(Kumpulan data tentang lokasi objek)
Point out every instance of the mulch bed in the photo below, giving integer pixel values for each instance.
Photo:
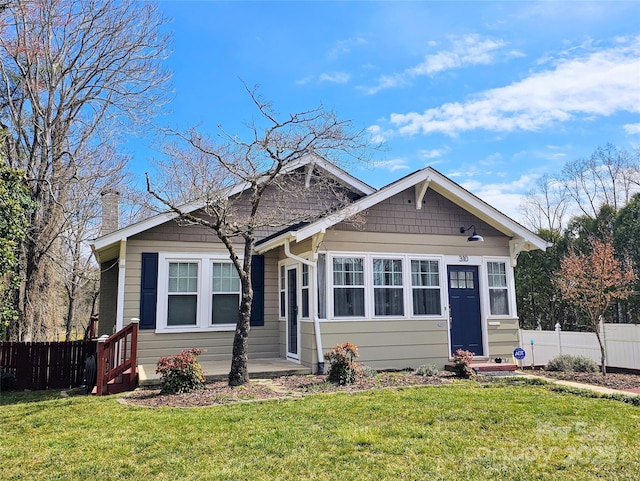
(218, 393)
(291, 387)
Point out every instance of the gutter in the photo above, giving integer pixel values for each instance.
(313, 265)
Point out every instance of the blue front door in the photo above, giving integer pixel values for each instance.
(464, 302)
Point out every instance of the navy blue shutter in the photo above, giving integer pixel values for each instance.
(149, 290)
(257, 280)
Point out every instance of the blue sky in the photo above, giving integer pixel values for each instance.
(492, 94)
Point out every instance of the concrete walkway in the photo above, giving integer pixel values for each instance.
(219, 370)
(588, 387)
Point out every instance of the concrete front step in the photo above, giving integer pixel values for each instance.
(488, 367)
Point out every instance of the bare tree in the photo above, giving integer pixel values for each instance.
(73, 74)
(545, 207)
(593, 281)
(609, 177)
(261, 166)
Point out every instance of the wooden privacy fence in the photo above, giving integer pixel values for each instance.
(46, 365)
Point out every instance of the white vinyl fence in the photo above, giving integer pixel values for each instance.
(622, 344)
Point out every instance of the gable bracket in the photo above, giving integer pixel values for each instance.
(421, 190)
(516, 246)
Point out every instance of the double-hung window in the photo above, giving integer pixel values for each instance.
(225, 293)
(425, 287)
(388, 292)
(348, 286)
(498, 291)
(305, 291)
(197, 292)
(182, 301)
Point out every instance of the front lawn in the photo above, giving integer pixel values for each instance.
(459, 431)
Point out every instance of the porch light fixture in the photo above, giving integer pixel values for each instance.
(475, 237)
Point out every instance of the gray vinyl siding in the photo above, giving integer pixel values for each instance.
(108, 297)
(503, 339)
(387, 344)
(398, 214)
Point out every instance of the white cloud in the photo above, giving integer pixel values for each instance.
(335, 77)
(506, 197)
(596, 84)
(632, 129)
(465, 50)
(392, 165)
(343, 47)
(434, 153)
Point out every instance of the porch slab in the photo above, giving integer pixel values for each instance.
(488, 367)
(219, 370)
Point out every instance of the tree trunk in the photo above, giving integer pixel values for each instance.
(603, 357)
(239, 373)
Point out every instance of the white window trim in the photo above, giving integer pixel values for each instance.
(369, 299)
(367, 286)
(442, 279)
(511, 298)
(205, 291)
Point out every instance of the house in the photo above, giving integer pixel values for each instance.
(426, 269)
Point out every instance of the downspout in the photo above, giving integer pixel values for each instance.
(121, 279)
(316, 321)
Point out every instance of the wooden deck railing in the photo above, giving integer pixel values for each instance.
(117, 360)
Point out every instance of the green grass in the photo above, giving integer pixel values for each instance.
(462, 431)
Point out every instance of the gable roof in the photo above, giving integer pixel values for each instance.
(421, 180)
(311, 160)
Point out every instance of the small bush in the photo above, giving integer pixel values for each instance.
(342, 369)
(181, 373)
(7, 381)
(368, 371)
(568, 363)
(462, 363)
(427, 370)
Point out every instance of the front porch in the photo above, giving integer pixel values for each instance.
(219, 370)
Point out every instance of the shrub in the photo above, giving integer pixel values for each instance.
(181, 373)
(368, 371)
(568, 363)
(7, 381)
(462, 363)
(427, 370)
(342, 369)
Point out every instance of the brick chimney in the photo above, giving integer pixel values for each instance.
(110, 211)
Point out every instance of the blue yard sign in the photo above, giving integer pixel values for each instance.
(519, 353)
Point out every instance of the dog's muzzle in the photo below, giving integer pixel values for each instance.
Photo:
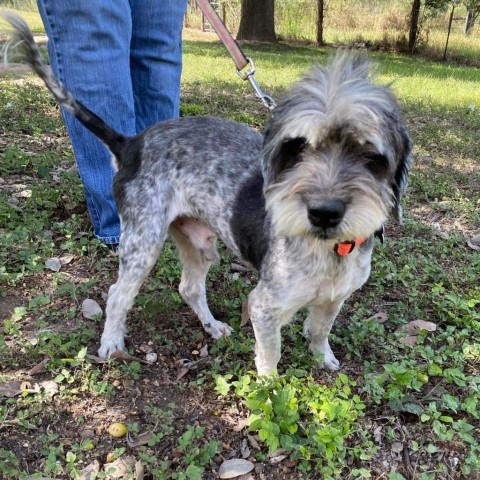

§ **Soal Latihan**
Sajikan baris-baris data, mulai dari baris yang memuat "Point out every instance of the small" dan berakhir di akhir data, sebagai daftar JSON berisi string, satu string untuk setiap baris, tanpa baris kosong. Gambar tidak disertakan dalam jawaban.

§ **Jawaban Benar**
[
  "Point out every instance of the small bush in the photo above, giving integer pixel values for each instance.",
  "(342, 369)",
  "(181, 373)",
  "(7, 381)",
  "(368, 371)",
  "(568, 363)",
  "(462, 363)",
  "(427, 370)",
  "Point out every instance of the front porch in the photo above, giving integer pixel values for each instance.",
  "(219, 370)",
  "Point out every instance of the shrub in the photo above, giving integer pixel values for each instance.",
  "(181, 373)",
  "(368, 371)",
  "(568, 363)",
  "(7, 381)",
  "(462, 363)",
  "(427, 370)",
  "(342, 369)",
  "Point out every instance of the brick chimney in the photo above, giving integer pixel values for each instance.",
  "(110, 211)",
  "Point out every instance of the blue yard sign in the photo above, giving integer pixel values for each instance.",
  "(519, 353)",
  "Point out every instance of the dog's muzzle in the photo below, giving integer pixel values for each instance.",
  "Photo:"
]